--- Приведенный отрывок ---

Кровать — символ пространства частной жизни — воплощает жизненный цикл человека: это место рождения и смерти; брачная постель — это алтарь сексуальной инициации, супружеского единения и зачатия новой жизни. Пользуясь словами Эйзенштейна (об очерке Мопассана «Кровати»), «„кровать“ — истиннейшее поле деятельности человека: здесь он родится, любит, умирает. Кровать именно удел человека. И даже богу недоступно это завоевание человека»[334]. Хотя в зажиточных слоях европейского общества обычай спать в разных спальнях был весьма распространен, на протяжении XIX века предпочтение все больше отдавалось двуспальной кровати. Луи Филипп, демонстрируя посетителям королевские апартаменты, с гордостью указывал на ложе, которое он делил с королевой. Гимн брачной постели как мировой оси, как «пупа земли» впервые, пожалуй, встречается в «Одиссее»: соорудив супружескую спальню вокруг маслины, Одиссей прикрепляет к ее стволу царское ложе, превращая дерево, таким образом, в основание кровати[335].

---

* **Условия задания**:
Перескажите короче абзац из отрывка о кровати, который начинается словами «Кровать — символ пространства частной жизни». Главные факты должны остаться. Материал, приведенный далее, с отрывком о кровати никак не связан.

--- Исходные данные ---

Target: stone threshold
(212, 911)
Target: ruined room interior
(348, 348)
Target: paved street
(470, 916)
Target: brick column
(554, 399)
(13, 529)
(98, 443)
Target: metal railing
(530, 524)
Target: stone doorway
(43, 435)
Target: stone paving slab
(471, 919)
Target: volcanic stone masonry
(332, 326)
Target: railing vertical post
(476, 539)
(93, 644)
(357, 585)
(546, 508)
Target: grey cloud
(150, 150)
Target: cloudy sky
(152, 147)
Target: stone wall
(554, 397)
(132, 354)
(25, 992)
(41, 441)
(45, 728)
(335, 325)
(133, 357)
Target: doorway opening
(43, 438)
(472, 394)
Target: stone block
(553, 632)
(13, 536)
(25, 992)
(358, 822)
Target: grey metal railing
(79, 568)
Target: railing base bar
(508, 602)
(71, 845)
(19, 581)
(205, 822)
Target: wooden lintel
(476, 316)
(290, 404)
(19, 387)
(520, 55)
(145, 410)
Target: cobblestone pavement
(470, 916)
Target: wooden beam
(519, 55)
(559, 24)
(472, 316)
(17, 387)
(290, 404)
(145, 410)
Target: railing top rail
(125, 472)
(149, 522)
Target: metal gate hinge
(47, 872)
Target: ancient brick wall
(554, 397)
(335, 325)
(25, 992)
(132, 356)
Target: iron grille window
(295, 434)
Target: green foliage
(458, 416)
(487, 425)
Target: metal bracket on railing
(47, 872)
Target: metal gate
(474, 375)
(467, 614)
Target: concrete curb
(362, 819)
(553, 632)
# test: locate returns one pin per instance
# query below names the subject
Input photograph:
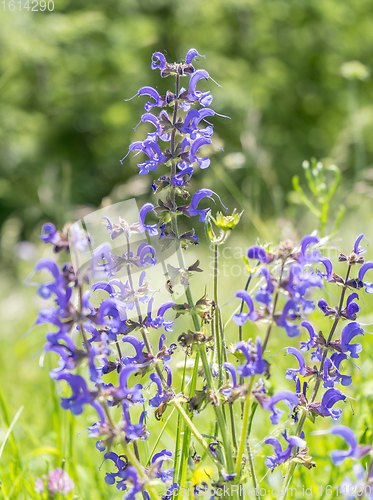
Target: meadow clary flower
(156, 467)
(161, 396)
(303, 370)
(152, 229)
(362, 271)
(126, 475)
(332, 364)
(258, 252)
(159, 320)
(306, 346)
(134, 393)
(352, 307)
(329, 399)
(81, 394)
(282, 320)
(241, 318)
(355, 451)
(138, 345)
(255, 364)
(49, 233)
(264, 295)
(348, 333)
(349, 490)
(197, 197)
(357, 248)
(281, 455)
(269, 403)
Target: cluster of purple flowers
(288, 275)
(119, 330)
(106, 329)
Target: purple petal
(191, 54)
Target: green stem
(254, 406)
(219, 414)
(245, 425)
(133, 460)
(201, 440)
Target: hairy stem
(219, 415)
(133, 460)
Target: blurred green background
(64, 127)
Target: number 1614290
(32, 5)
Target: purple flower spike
(258, 252)
(192, 54)
(228, 366)
(364, 268)
(355, 451)
(288, 397)
(134, 393)
(282, 455)
(80, 396)
(352, 308)
(138, 346)
(328, 275)
(197, 197)
(348, 333)
(291, 329)
(291, 373)
(357, 248)
(159, 101)
(329, 399)
(152, 230)
(160, 397)
(305, 346)
(241, 318)
(202, 162)
(49, 233)
(255, 364)
(158, 61)
(264, 295)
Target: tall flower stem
(196, 322)
(366, 483)
(219, 414)
(316, 388)
(132, 455)
(140, 470)
(247, 407)
(245, 426)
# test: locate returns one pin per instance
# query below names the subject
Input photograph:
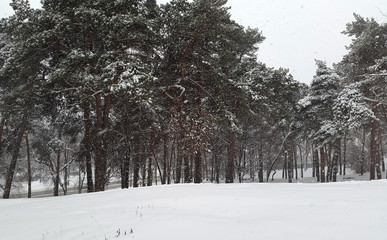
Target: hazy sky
(296, 31)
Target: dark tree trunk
(15, 153)
(86, 141)
(322, 164)
(165, 158)
(136, 161)
(260, 164)
(187, 174)
(57, 170)
(302, 162)
(294, 150)
(2, 123)
(150, 159)
(28, 166)
(345, 154)
(179, 161)
(381, 151)
(290, 160)
(198, 167)
(316, 163)
(125, 165)
(362, 160)
(217, 161)
(336, 158)
(230, 167)
(99, 174)
(373, 149)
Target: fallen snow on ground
(347, 210)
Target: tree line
(145, 93)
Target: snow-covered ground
(346, 210)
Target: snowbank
(348, 210)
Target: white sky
(296, 31)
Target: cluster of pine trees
(130, 90)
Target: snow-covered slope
(349, 210)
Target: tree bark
(345, 155)
(86, 142)
(150, 158)
(290, 160)
(15, 154)
(230, 167)
(373, 149)
(57, 169)
(336, 158)
(99, 174)
(28, 166)
(260, 164)
(165, 157)
(198, 167)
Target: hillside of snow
(346, 210)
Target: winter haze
(296, 31)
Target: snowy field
(346, 210)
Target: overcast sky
(296, 31)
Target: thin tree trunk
(260, 164)
(290, 160)
(125, 166)
(165, 158)
(345, 155)
(12, 166)
(322, 164)
(57, 170)
(381, 151)
(2, 123)
(99, 174)
(198, 167)
(136, 160)
(86, 142)
(317, 164)
(230, 167)
(373, 149)
(302, 163)
(294, 149)
(28, 166)
(187, 175)
(336, 158)
(150, 158)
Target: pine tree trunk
(260, 165)
(373, 149)
(381, 151)
(28, 166)
(317, 164)
(57, 170)
(125, 166)
(2, 123)
(230, 167)
(150, 159)
(362, 160)
(302, 162)
(294, 150)
(322, 164)
(165, 157)
(345, 155)
(136, 160)
(99, 174)
(290, 160)
(15, 153)
(198, 167)
(179, 161)
(187, 169)
(86, 141)
(336, 158)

---

* **Письменный ответ**:
Кровать — символ частной жизни и всего жизненного пути человека: на ней рождаются и умирают, а брачная постель связана с первой близостью, единением супругов и зачатием. Эйзенштейн, говоря об очерке Мопассана «Кровати», назвал кровать главным полем деятельности человека, где он рождается, любит и умирает. У богатых европейцев часто были отдельные спальни, но в XIX веке все чаще выбирали двуспальную кровать. Луи Филипп с гордостью показывал гостям ложе, которое делил с королевой. Прославление брачной постели как центра мира встречается, вероятно, впервые в «Одиссее»: Одиссей построил спальню вокруг маслины и прикрепил ложе к ее стволу, так что дерево стало основанием кровати.